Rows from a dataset
***
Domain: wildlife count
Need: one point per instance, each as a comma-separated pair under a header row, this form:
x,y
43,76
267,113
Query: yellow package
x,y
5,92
***
- [STATED GOAL]: Transcribe every line of the rows above without changing a single character.

- [RESULT FOR THIS EXERCISE]:
Domain: wildlife count
Need: one point per instance, each as a comma-separated pair under a header row, this form:
x,y
43,76
267,113
Query: yellow package
x,y
5,92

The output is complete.